- _What is asked_: State how many lines in the rows below contain the string "white", with case taken into account, and give only that number.

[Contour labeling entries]
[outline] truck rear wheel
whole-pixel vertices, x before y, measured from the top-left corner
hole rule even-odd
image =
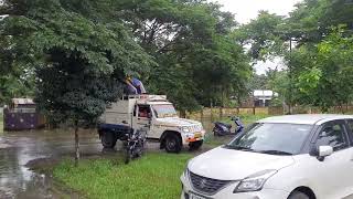
[[[190,150],[199,150],[202,146],[203,140],[197,140],[189,144]]]
[[[168,153],[180,153],[182,143],[176,134],[169,134],[164,139],[164,147]]]
[[[117,144],[117,137],[111,132],[104,132],[100,135],[100,142],[105,148],[114,148]]]

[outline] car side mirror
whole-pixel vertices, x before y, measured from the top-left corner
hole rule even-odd
[[[312,156],[317,156],[319,161],[323,161],[325,157],[333,154],[332,146],[319,146],[311,150]]]
[[[332,146],[319,146],[319,157],[328,157],[333,154]]]

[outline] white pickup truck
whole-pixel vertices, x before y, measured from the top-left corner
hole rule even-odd
[[[147,128],[147,137],[160,148],[179,153],[183,146],[199,149],[205,130],[200,122],[180,118],[164,95],[129,95],[113,103],[100,117],[98,134],[106,148],[113,148],[126,133]]]

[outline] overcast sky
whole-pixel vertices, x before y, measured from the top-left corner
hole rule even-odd
[[[218,2],[224,7],[222,10],[235,14],[235,19],[240,23],[247,23],[255,19],[259,10],[268,10],[271,13],[287,15],[295,9],[295,4],[300,0],[210,0]]]
[[[255,19],[260,10],[268,10],[270,13],[288,15],[295,9],[295,4],[301,0],[210,0],[223,4],[223,11],[235,14],[239,23],[248,23]],[[275,59],[274,62],[260,62],[255,65],[257,74],[265,74],[268,69],[281,69],[281,60]]]

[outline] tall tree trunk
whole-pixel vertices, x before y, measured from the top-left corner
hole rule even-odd
[[[79,160],[79,139],[78,139],[78,121],[75,121],[75,166],[78,166]]]

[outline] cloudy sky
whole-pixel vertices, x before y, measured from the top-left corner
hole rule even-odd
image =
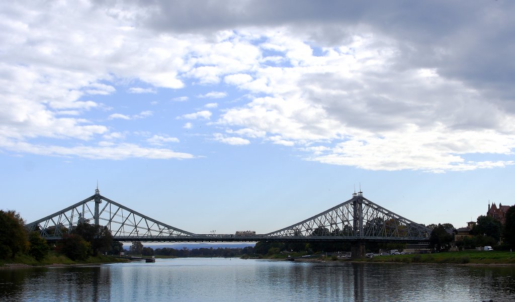
[[[0,3],[0,208],[93,194],[196,233],[365,197],[463,226],[512,205],[515,5]]]

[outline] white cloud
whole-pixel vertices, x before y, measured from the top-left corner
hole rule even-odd
[[[144,148],[133,144],[116,144],[100,142],[97,146],[66,147],[35,145],[24,141],[0,141],[3,148],[41,155],[82,157],[91,159],[122,160],[131,158],[149,159],[188,159],[195,157],[188,153],[177,152],[164,148]]]
[[[163,136],[154,134],[152,137],[147,139],[147,141],[151,145],[162,146],[166,143],[179,143],[179,139],[177,137]]]
[[[252,138],[263,138],[266,136],[266,132],[265,131],[260,131],[250,128],[244,128],[237,130],[228,129],[227,132],[228,133],[234,133]]]
[[[111,132],[110,133],[104,134],[102,137],[104,139],[107,139],[108,140],[112,139],[121,139],[125,138],[126,134],[122,132]]]
[[[145,117],[148,117],[151,116],[153,114],[151,111],[142,111],[139,114],[134,114],[134,115],[127,115],[125,114],[122,114],[121,113],[113,113],[108,117],[108,119],[125,119],[125,120],[130,120],[130,119],[136,119],[139,118],[144,118]]]
[[[203,110],[194,113],[188,113],[179,117],[178,118],[185,118],[186,119],[197,119],[198,118],[203,118],[209,119],[212,113],[207,110]]]
[[[131,118],[128,115],[125,115],[125,114],[122,114],[121,113],[113,113],[110,115],[108,117],[109,119],[130,119]]]
[[[140,87],[131,87],[127,91],[129,93],[157,93],[156,89],[153,88],[141,88]]]
[[[399,18],[398,3],[350,9],[339,9],[349,5],[337,2],[293,3],[283,5],[296,5],[304,13],[301,20],[289,9],[264,19],[261,14],[275,9],[254,1],[238,9],[233,2],[208,5],[213,18],[205,17],[207,8],[189,4],[171,9],[85,2],[72,9],[66,2],[6,2],[2,10],[13,13],[0,21],[0,140],[21,151],[32,139],[69,146],[70,139],[115,138],[124,130],[108,121],[152,114],[114,113],[106,125],[95,121],[95,111],[106,108],[95,100],[115,94],[115,86],[142,83],[155,88],[128,91],[154,93],[222,82],[198,97],[227,97],[219,91],[230,85],[227,91],[236,88],[252,98],[228,108],[217,125],[238,136],[295,146],[310,160],[433,172],[511,164],[495,155],[515,149],[513,67],[506,63],[514,42],[504,30],[513,25],[512,4],[415,4],[413,17]],[[437,11],[452,22],[442,24],[439,13],[430,13]],[[241,11],[248,13],[235,12]],[[190,91],[179,93],[193,95]],[[117,108],[115,102],[106,102]],[[212,115],[202,111],[178,118]],[[469,154],[480,159],[468,161]]]
[[[268,139],[273,142],[273,144],[276,144],[277,145],[282,145],[283,146],[288,147],[291,147],[295,145],[295,143],[293,141],[283,139],[282,137],[280,135],[270,136],[268,138]]]
[[[85,88],[85,92],[90,95],[107,95],[115,92],[116,90],[110,85],[100,83],[93,83]]]
[[[185,102],[188,99],[190,99],[190,98],[188,98],[188,97],[183,96],[183,97],[178,97],[176,98],[174,98],[171,99],[171,100],[175,102]]]
[[[206,108],[216,108],[218,106],[218,103],[208,103],[205,105],[204,106]]]
[[[219,99],[225,98],[227,96],[227,94],[225,92],[219,91],[212,91],[204,95],[197,96],[197,97],[203,98],[209,98],[211,99]]]
[[[230,85],[239,86],[248,83],[252,80],[252,77],[246,74],[237,74],[226,76],[224,81]]]
[[[221,133],[214,133],[214,140],[228,145],[244,145],[250,144],[248,139],[234,136],[226,136]]]

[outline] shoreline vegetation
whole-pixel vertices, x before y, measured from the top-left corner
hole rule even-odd
[[[50,252],[46,257],[40,261],[26,255],[19,255],[13,259],[0,260],[0,269],[90,265],[128,261],[129,259],[102,255],[91,256],[81,260],[72,260],[64,255]]]
[[[294,253],[290,255],[293,258],[303,256],[303,253]],[[288,255],[277,254],[271,255],[237,255],[236,257],[242,259],[257,259],[263,260],[286,260]],[[175,256],[156,256],[156,258],[174,258]],[[193,258],[198,258],[193,257]],[[204,257],[204,258],[212,258]],[[23,268],[51,268],[62,267],[83,266],[99,265],[110,263],[127,262],[130,260],[124,258],[111,256],[98,255],[91,256],[83,260],[72,260],[62,254],[50,253],[44,259],[38,261],[34,258],[26,256],[20,256],[9,261],[0,262],[1,269],[15,269]],[[506,251],[462,251],[460,252],[447,252],[432,254],[413,254],[407,255],[394,255],[375,256],[371,258],[341,259],[333,255],[320,255],[318,257],[295,259],[301,262],[361,262],[383,263],[430,263],[453,264],[478,265],[515,265],[515,252]]]
[[[293,258],[302,256],[291,255]],[[263,259],[286,260],[287,255],[276,254]],[[485,265],[515,265],[515,252],[504,251],[468,250],[444,252],[431,254],[411,254],[378,256],[372,258],[340,259],[337,256],[320,255],[318,258],[296,259],[303,262],[359,262],[365,263],[433,263],[476,264]]]

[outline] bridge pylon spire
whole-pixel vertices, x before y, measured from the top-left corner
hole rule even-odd
[[[100,195],[100,190],[98,189],[98,180],[97,180],[97,188],[95,190],[95,214],[93,218],[95,219],[95,225],[100,224],[100,218],[98,211],[100,207],[100,204],[102,203],[102,198]]]

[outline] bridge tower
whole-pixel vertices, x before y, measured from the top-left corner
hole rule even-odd
[[[97,182],[97,188],[95,190],[95,214],[93,217],[95,219],[95,225],[100,224],[98,211],[101,203],[102,203],[102,198],[100,195],[100,190],[98,190],[98,183]]]
[[[352,197],[352,207],[354,209],[352,226],[355,230],[357,238],[351,244],[351,255],[352,258],[363,258],[365,257],[365,252],[364,239],[365,233],[363,232],[363,192],[360,190],[357,194],[353,194]]]

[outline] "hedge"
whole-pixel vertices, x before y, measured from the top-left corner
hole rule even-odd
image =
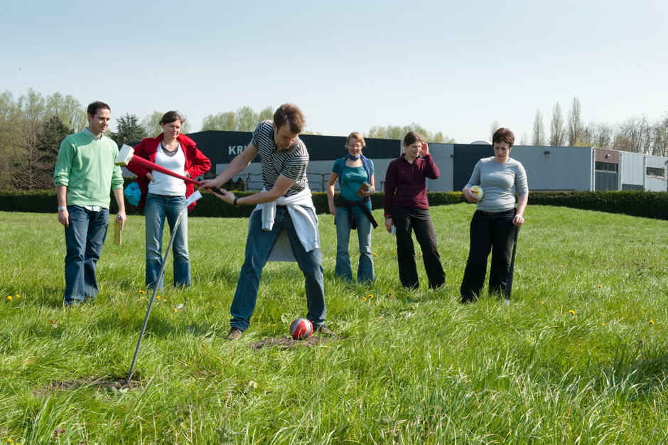
[[[254,192],[237,191],[239,197],[253,194]],[[328,211],[327,194],[315,192],[313,204],[318,213]],[[428,193],[431,205],[443,205],[463,203],[461,192],[430,192]],[[384,195],[382,192],[372,195],[374,208],[382,208]],[[529,205],[556,205],[588,210],[598,210],[610,213],[623,213],[632,216],[642,216],[659,220],[668,220],[668,193],[644,191],[599,191],[599,192],[549,192],[535,191],[529,193]],[[36,213],[55,213],[58,200],[55,191],[0,191],[0,211],[29,212]],[[244,218],[250,215],[254,206],[233,207],[221,202],[212,193],[203,193],[192,216]],[[112,198],[109,210],[117,210],[116,201]],[[138,213],[134,207],[128,213]]]

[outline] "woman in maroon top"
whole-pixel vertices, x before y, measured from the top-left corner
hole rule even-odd
[[[429,215],[425,178],[436,179],[441,172],[429,154],[429,146],[415,132],[404,137],[404,151],[400,158],[389,163],[385,173],[385,227],[390,233],[392,226],[397,229],[397,258],[402,286],[417,289],[419,285],[411,235],[414,231],[422,250],[429,288],[436,289],[445,284],[446,272],[441,264]]]

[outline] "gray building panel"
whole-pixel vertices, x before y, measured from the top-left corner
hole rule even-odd
[[[620,172],[622,173],[622,184],[635,186],[642,190],[645,186],[645,160],[637,153],[620,152]]]
[[[591,190],[589,147],[516,145],[510,157],[527,171],[529,190]]]

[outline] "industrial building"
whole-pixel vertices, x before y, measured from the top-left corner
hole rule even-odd
[[[213,166],[206,175],[221,173],[250,141],[249,132],[206,131],[188,134]],[[307,173],[311,189],[324,191],[335,159],[345,156],[345,136],[302,134],[311,156]],[[376,188],[383,190],[387,165],[397,158],[402,141],[365,138],[365,156],[374,161]],[[431,191],[461,190],[480,158],[493,156],[492,146],[476,144],[430,144],[429,152],[441,177],[427,181]],[[511,157],[527,170],[533,191],[668,191],[668,158],[593,147],[516,145]],[[259,190],[262,180],[258,156],[235,178],[247,190]]]

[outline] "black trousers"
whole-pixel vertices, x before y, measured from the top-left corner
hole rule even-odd
[[[476,210],[471,218],[470,247],[466,269],[459,291],[462,302],[473,301],[480,295],[485,282],[487,258],[492,252],[489,293],[506,295],[510,253],[516,227],[512,225],[515,209],[500,213]]]
[[[399,260],[399,279],[402,286],[417,289],[419,286],[415,264],[415,249],[411,234],[415,232],[422,250],[422,261],[427,273],[429,288],[441,287],[446,283],[446,272],[441,264],[436,246],[436,235],[429,210],[406,207],[392,208],[392,222],[397,227],[397,257]]]

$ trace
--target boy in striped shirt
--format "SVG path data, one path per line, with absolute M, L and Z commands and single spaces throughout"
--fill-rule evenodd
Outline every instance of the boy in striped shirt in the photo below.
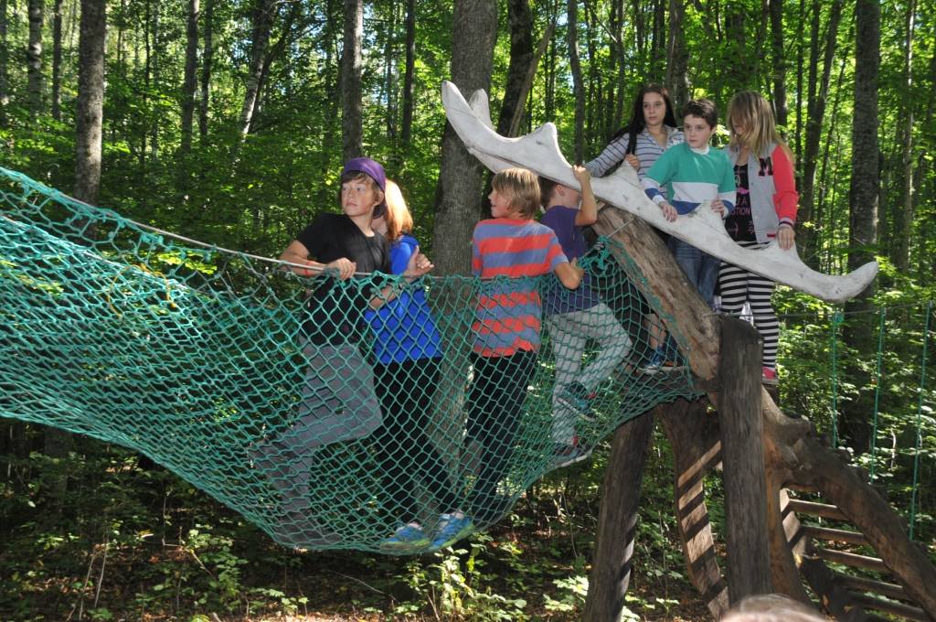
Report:
M 540 345 L 542 303 L 529 277 L 553 272 L 569 289 L 582 277 L 555 232 L 534 220 L 536 174 L 506 169 L 494 175 L 491 186 L 493 217 L 479 222 L 472 236 L 472 273 L 485 279 L 472 326 L 475 374 L 468 391 L 468 437 L 481 446 L 472 491 L 476 523 L 492 522 L 507 509 L 496 496 L 497 483 L 509 463 Z

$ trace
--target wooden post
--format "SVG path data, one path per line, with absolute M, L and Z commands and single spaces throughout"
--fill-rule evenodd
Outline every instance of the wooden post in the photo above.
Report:
M 757 330 L 722 318 L 718 396 L 724 477 L 728 598 L 773 591 L 768 532 L 764 422 L 761 416 L 761 349 Z
M 640 484 L 653 432 L 653 411 L 623 423 L 614 434 L 605 469 L 594 560 L 585 600 L 585 622 L 621 617 L 631 579 Z

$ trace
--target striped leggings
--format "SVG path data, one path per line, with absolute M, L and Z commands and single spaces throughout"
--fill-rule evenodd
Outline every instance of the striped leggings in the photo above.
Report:
M 745 248 L 763 248 L 767 244 L 757 242 L 739 242 Z M 751 306 L 753 324 L 764 339 L 764 366 L 774 369 L 777 366 L 777 341 L 780 335 L 780 322 L 770 304 L 770 296 L 776 284 L 770 279 L 750 273 L 743 268 L 723 263 L 718 274 L 718 286 L 722 292 L 722 310 L 730 315 L 739 316 L 744 304 Z M 744 318 L 750 319 L 750 318 Z

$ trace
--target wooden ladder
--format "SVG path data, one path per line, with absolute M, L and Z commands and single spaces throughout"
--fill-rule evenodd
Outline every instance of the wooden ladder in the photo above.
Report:
M 873 619 L 870 613 L 878 612 L 929 622 L 929 616 L 915 605 L 903 586 L 895 583 L 890 570 L 876 553 L 871 556 L 843 550 L 842 545 L 865 549 L 870 545 L 839 508 L 795 498 L 787 490 L 781 491 L 780 507 L 783 530 L 799 573 L 827 611 L 845 619 Z M 873 578 L 833 570 L 830 564 L 860 570 Z

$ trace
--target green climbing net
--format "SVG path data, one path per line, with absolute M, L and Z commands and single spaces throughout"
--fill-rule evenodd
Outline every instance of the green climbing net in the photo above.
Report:
M 0 416 L 139 451 L 287 546 L 447 544 L 622 422 L 697 393 L 684 368 L 646 369 L 659 310 L 607 240 L 581 261 L 611 311 L 591 326 L 605 345 L 544 321 L 538 354 L 505 365 L 473 355 L 478 300 L 567 300 L 554 276 L 306 277 L 5 169 L 0 192 Z

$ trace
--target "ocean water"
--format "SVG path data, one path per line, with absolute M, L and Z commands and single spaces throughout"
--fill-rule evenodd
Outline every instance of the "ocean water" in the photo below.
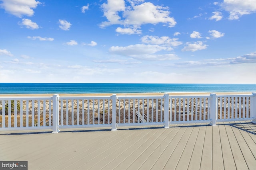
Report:
M 0 83 L 1 94 L 252 92 L 256 84 Z

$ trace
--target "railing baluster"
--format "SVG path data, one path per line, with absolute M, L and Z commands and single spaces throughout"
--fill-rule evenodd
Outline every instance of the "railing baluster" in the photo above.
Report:
M 151 99 L 151 121 L 154 122 L 154 99 Z
M 118 123 L 121 123 L 120 122 L 120 116 L 121 115 L 121 105 L 120 104 L 120 99 L 118 99 Z
M 3 100 L 2 102 L 2 127 L 5 128 L 5 100 Z
M 206 120 L 205 119 L 205 115 L 206 115 L 206 98 L 204 98 L 204 120 Z
M 60 125 L 63 125 L 63 100 L 62 99 L 60 100 Z
M 246 97 L 246 118 L 249 118 L 249 97 Z
M 98 100 L 98 124 L 100 124 L 100 99 Z
M 130 99 L 128 99 L 128 123 L 130 123 L 131 122 L 130 122 Z
M 83 99 L 82 100 L 82 125 L 84 125 L 84 100 Z
M 45 126 L 45 121 L 46 119 L 46 109 L 45 107 L 46 107 L 46 103 L 45 103 L 45 100 L 44 100 L 44 114 L 43 114 L 43 117 L 44 117 L 44 126 Z
M 94 125 L 94 100 L 92 100 L 92 124 Z
M 79 100 L 76 100 L 76 125 L 79 125 Z
M 124 102 L 124 109 L 123 109 L 124 111 L 123 113 L 123 116 L 124 117 L 124 118 L 123 119 L 123 120 L 124 123 L 125 123 L 125 102 L 126 102 L 125 99 L 124 99 L 123 102 Z
M 28 127 L 28 100 L 26 100 L 26 127 Z M 10 105 L 10 106 L 11 106 Z
M 90 100 L 87 100 L 87 125 L 90 124 Z
M 23 103 L 23 102 L 22 102 Z M 40 126 L 40 100 L 37 100 L 37 127 Z
M 14 122 L 14 123 L 15 122 Z M 35 125 L 35 101 L 32 100 L 32 122 L 31 126 L 34 127 Z M 17 126 L 16 126 L 17 127 Z M 14 125 L 14 127 L 15 127 Z
M 68 125 L 68 100 L 66 101 L 66 125 Z
M 241 110 L 241 105 L 242 105 L 242 101 L 241 100 L 241 97 L 239 97 L 239 118 L 241 118 L 242 117 L 242 111 Z
M 50 99 L 49 100 L 49 119 L 48 120 L 49 120 L 49 126 L 50 126 L 52 125 L 52 100 Z
M 245 97 L 243 97 L 243 118 L 245 118 Z
M 181 98 L 179 98 L 179 121 L 180 121 L 180 105 L 181 104 Z
M 103 122 L 102 122 L 102 124 L 103 125 L 104 125 L 105 124 L 105 99 L 103 99 L 103 118 L 102 118 L 102 120 L 103 120 Z
M 14 100 L 14 127 L 17 127 L 17 100 Z
M 149 99 L 147 99 L 147 122 L 149 122 Z
M 108 100 L 108 123 L 110 123 L 110 100 L 109 99 Z
M 71 125 L 74 125 L 74 100 L 71 100 L 72 111 L 71 111 Z
M 12 127 L 12 120 L 11 120 L 11 114 L 12 114 L 12 107 L 11 106 L 11 100 L 8 100 L 8 127 Z
M 199 98 L 199 120 L 202 120 L 202 98 Z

- _Right answer_: 2